Habertürk
    Takipde Kalın!
      Günlük gelişmeleri takip edebilmek için habertürk uygulamasını indirin
        Haberler Yaşam Engin Arık'ın bilgisayarı kayıp

        Isparta'daki uçak faciasında kaybettiğimiz Prof. Engin Arık'a ait bor madeni, toryum ve tüm diğer hassas çalışmaların kayıtlı olduğu laptopun kaybolduğu ortaya çıktı. Arık'ın eşi Prof. Metin Arık, "Tüm şahsi eşyalar teslim edilirken, laptopun içinde bulunduğu bavulla ilgili bir bulguya rastlanmaması bana garip geldi" dedi.

(İşaretleme verisinden alıntılar)

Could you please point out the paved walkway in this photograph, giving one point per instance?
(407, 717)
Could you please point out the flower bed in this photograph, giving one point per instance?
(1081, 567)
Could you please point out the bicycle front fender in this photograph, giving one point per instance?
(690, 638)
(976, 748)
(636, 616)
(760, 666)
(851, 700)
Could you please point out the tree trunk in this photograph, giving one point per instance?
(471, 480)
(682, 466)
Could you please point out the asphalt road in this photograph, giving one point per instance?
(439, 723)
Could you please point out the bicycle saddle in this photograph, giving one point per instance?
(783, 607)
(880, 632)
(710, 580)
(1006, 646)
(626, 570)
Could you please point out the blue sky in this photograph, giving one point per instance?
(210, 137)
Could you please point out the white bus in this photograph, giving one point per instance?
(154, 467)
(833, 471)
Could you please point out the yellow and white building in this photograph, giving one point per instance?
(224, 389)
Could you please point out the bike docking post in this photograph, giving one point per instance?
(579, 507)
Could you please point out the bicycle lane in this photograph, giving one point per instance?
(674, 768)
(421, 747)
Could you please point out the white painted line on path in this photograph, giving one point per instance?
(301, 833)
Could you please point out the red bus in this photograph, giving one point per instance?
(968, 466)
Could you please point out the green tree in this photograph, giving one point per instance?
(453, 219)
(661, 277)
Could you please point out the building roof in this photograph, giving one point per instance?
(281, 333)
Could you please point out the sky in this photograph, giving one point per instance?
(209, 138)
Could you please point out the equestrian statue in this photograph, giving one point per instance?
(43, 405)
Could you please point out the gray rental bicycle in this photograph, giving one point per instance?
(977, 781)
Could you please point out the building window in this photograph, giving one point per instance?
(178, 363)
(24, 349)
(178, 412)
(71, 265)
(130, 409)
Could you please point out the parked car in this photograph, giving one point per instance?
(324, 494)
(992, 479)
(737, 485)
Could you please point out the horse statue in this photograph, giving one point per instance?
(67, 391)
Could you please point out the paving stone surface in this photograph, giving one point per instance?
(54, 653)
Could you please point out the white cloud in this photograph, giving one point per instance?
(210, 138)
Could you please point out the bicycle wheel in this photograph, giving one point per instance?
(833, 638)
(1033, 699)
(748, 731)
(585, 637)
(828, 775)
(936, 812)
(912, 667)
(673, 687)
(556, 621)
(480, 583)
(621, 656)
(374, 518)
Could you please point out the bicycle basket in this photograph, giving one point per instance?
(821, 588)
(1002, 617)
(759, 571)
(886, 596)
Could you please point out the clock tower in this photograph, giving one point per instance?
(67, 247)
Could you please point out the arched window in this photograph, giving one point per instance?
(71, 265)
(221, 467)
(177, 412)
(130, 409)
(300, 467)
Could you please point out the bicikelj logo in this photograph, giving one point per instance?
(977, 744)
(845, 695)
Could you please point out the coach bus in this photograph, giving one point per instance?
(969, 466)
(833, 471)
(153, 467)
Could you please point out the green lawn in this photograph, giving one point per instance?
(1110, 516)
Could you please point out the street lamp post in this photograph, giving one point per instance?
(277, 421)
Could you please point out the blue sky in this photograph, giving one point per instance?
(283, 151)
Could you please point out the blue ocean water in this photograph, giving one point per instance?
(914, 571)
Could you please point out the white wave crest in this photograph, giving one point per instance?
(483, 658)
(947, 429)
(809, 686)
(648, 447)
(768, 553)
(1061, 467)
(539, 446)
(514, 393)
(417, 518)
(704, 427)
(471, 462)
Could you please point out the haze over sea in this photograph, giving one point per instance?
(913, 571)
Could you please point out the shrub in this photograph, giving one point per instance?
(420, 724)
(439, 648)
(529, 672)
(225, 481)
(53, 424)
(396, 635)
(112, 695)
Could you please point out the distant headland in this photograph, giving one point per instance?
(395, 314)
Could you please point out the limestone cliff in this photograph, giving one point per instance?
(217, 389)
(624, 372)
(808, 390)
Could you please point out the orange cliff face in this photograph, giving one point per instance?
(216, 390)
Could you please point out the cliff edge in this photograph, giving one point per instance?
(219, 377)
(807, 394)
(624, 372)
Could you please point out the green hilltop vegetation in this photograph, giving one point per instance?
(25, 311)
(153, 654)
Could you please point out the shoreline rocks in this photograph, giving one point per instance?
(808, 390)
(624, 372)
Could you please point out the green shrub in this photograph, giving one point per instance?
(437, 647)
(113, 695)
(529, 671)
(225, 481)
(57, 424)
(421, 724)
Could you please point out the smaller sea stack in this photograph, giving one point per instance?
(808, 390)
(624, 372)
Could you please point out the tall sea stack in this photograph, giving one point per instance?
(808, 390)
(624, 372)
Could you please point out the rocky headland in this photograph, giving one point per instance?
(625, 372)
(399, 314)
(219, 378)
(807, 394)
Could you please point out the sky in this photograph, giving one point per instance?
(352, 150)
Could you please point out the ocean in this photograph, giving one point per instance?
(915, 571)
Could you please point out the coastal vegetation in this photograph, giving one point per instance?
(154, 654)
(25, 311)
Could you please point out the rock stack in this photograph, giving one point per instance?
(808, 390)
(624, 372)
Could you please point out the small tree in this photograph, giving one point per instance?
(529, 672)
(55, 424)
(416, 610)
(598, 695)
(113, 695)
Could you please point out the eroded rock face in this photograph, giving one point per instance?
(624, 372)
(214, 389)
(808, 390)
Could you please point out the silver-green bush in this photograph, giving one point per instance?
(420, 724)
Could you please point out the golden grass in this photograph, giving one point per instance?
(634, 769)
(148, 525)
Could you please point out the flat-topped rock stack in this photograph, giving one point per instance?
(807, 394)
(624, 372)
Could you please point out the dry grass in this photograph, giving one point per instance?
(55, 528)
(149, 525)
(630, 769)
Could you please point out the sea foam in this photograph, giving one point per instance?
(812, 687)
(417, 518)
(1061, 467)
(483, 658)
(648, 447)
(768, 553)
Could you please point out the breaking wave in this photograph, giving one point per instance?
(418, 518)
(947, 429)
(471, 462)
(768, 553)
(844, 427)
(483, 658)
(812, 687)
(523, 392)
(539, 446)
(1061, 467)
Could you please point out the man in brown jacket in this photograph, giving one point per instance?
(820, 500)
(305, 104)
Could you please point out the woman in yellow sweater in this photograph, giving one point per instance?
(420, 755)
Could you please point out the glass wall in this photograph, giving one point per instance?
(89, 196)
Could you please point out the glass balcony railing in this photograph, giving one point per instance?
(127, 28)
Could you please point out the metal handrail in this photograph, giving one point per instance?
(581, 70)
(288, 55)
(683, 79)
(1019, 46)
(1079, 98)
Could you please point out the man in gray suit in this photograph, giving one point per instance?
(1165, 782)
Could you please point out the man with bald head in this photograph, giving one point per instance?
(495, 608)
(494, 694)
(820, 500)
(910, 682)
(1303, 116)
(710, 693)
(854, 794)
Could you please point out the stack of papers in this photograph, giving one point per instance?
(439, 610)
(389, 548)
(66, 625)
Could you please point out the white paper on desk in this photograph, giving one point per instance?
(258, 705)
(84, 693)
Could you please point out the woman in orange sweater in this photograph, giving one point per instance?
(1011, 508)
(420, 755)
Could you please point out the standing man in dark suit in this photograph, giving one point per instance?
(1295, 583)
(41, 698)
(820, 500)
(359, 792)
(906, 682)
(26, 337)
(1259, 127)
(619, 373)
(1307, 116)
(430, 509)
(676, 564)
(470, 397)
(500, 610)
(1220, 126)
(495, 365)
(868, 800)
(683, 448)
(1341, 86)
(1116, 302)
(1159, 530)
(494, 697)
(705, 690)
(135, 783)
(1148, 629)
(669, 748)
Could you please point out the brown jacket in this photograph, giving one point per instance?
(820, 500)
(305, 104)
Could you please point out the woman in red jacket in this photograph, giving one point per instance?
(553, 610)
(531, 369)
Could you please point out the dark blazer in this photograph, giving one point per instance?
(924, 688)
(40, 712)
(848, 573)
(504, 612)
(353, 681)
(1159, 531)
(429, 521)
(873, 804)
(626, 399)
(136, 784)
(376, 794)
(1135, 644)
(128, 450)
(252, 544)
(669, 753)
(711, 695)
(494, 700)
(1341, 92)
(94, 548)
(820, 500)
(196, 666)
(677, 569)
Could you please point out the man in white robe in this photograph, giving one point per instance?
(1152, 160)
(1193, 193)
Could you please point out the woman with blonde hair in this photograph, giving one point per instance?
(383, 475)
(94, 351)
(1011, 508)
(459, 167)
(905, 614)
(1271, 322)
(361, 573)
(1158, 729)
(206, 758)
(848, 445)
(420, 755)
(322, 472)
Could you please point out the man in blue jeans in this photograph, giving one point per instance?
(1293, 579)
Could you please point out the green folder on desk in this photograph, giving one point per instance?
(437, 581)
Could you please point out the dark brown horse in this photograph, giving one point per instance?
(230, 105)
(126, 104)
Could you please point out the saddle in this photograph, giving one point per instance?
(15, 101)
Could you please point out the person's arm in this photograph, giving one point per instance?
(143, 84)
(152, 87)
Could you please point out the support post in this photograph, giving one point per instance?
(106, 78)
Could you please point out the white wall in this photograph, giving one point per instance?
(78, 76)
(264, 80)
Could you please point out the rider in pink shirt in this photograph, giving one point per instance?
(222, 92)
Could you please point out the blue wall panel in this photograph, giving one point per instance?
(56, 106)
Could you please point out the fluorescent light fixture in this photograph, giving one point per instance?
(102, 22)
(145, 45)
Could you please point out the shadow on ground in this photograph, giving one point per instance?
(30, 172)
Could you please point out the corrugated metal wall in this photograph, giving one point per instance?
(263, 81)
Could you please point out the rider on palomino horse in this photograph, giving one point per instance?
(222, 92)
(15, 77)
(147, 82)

## Hedefler
**A.** Lütfen Engin Arık haberine göre şu soruları yanıtlayın:
(i) Uçak faciası nerede yaşandı?
(ii) Kaybolan laptopta hangi çalışmaların kayıtları bulunuyordu?
(iii) Prof. Metin Arık'a garip gelen neydi?
**B.** Engin Arık haberini kaldığı yerden sürdürün.

## Görevlere Göre Çıktılar
**A.**
(i) Isparta'da.
(ii) Bor madeni, toryum ve diğer tüm hassas çalışmaların kayıtları.
(iii) Tüm şahsi eşyalar teslim edildiği hâlde laptopun içinde bulunduğu bavulla ilgili hiçbir bulguya rastlanmaması.

**B.**
        Isparta'da Atlasjet seferini yapan uçağın düşmesi sonucu yaşanan faciada, 6 bilim adamı hayatını kaybetti. Isparta'daki fizik kongresine katılacak bilim adamları arasında Boğaziçi Üniversitesi Fizik Bölümü'nden, "dünyanın sırlarını keşfeden" İsviçre'deki Avrupa Nükleer Araştırmalar Örgütü'nde (CERN) Atlas Deneyi'nin başında bulunan Prof. Dr. Engin Arık da bulunuyordu. Kazadan sonra tartışılan konulardan biri, Türkiye'nin geleceği için önem taşıyan çalışmalara imza atan, özellikle de bor ve toryum madenleriyle ilgili çalışmalar yapan Engin Arık ve 5 fizikçinin birden ölümünde bir kasıt olup olmayacağıydı. Arık'ın 43 yılını birlikte geçirdiği, tüm çalışmalarında birlikte olduğu hayat arkadaşı Prof. Dr. Metin Arık, ilk kez Yeni Şafak'a konuştu. Arık, özel yaşamı, uçak faciası, komplo teorileri, bor madeni ve CERN ile ilgili önemli açıklamalar yaptı.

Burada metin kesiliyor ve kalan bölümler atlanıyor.